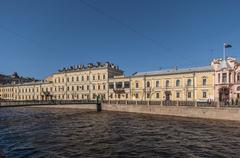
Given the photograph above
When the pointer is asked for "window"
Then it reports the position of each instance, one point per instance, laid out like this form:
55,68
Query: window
177,94
119,85
148,95
204,82
204,94
177,83
238,88
189,82
126,84
148,84
224,77
111,85
136,95
238,76
229,77
219,78
167,83
137,85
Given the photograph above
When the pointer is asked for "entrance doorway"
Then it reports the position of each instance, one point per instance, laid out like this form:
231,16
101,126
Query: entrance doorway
167,95
224,94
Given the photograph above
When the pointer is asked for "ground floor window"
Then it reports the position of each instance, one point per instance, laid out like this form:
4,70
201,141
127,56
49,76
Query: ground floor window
136,95
204,94
177,94
148,95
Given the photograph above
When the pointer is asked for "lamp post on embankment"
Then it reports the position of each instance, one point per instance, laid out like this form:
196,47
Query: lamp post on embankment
99,104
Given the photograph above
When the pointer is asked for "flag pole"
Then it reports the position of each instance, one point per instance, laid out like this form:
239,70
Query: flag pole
224,52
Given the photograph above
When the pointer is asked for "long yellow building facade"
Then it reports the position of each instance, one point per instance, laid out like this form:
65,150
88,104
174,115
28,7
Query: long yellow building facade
108,81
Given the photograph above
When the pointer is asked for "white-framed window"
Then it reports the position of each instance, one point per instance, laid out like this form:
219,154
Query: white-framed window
204,81
177,83
167,83
189,82
204,94
157,84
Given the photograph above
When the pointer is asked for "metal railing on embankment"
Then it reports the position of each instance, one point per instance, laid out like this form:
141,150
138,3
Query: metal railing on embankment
45,102
172,103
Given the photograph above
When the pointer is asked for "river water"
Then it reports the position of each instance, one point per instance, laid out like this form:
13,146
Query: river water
48,132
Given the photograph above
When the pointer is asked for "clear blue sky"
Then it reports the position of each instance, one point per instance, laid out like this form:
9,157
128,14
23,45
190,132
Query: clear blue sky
37,37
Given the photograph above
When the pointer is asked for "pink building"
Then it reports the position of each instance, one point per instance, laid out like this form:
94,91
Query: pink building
227,79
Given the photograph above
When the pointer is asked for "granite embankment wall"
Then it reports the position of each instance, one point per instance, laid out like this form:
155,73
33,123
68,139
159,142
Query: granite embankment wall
222,113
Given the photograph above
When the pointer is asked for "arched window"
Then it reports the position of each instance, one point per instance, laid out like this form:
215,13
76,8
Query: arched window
167,83
238,76
148,84
204,81
189,82
177,83
238,88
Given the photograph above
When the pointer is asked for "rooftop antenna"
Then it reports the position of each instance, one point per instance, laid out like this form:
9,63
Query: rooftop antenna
225,45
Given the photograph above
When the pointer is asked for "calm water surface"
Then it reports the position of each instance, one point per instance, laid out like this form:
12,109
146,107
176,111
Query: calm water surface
47,132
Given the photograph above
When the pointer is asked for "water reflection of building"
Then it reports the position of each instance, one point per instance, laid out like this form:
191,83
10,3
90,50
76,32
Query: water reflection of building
219,81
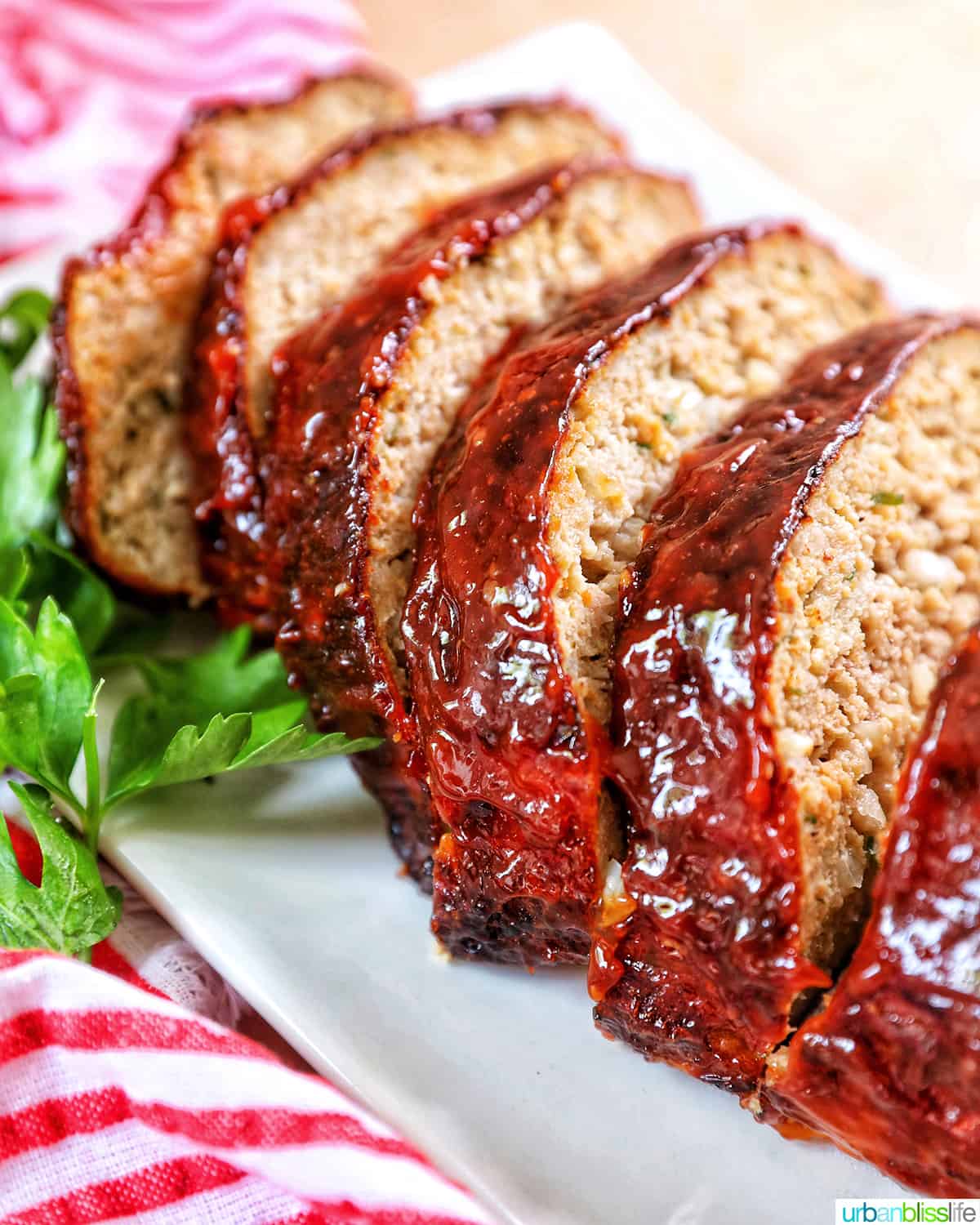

Aim of the task: Pick out every line in the entries above that contains the word "framed" and copy each of those lines in full. Matching is case-sensitive.

Response to this exercise:
When the pointer is asked for "white-framed window"
Query: white-framed window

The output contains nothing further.